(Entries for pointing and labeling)
====
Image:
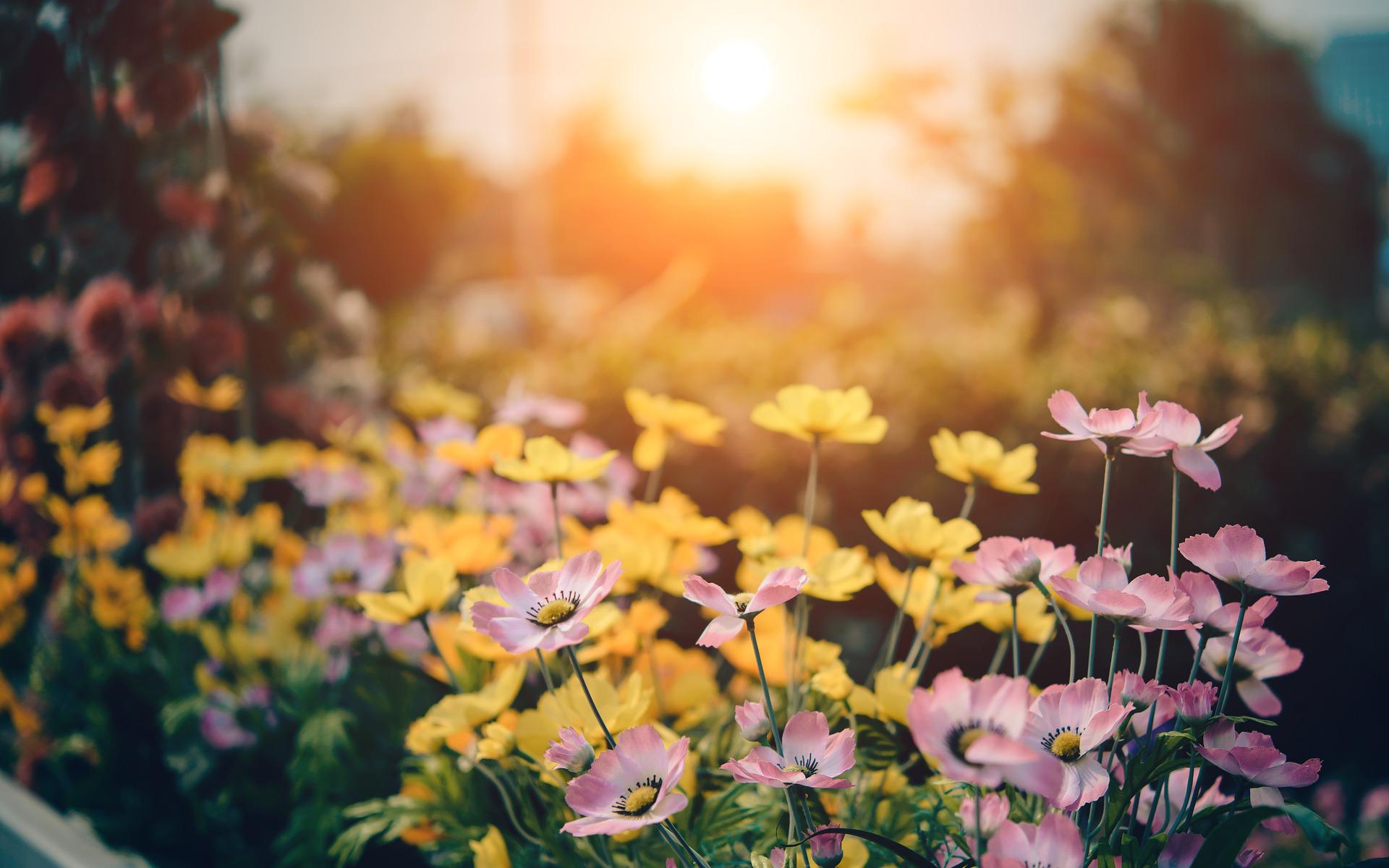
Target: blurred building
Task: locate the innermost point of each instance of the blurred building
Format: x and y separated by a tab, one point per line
1354	78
====
**What is required:** Render every line of the entries above as a numbered list, leaving out blank lines and the pictures.

**Output for this task:**
1. Image:
2. Target: blurred building
3. Task: locate the innermost point of each instance of the blurred building
4. Format: x and y separated by a tab, one point per line
5. 1354	78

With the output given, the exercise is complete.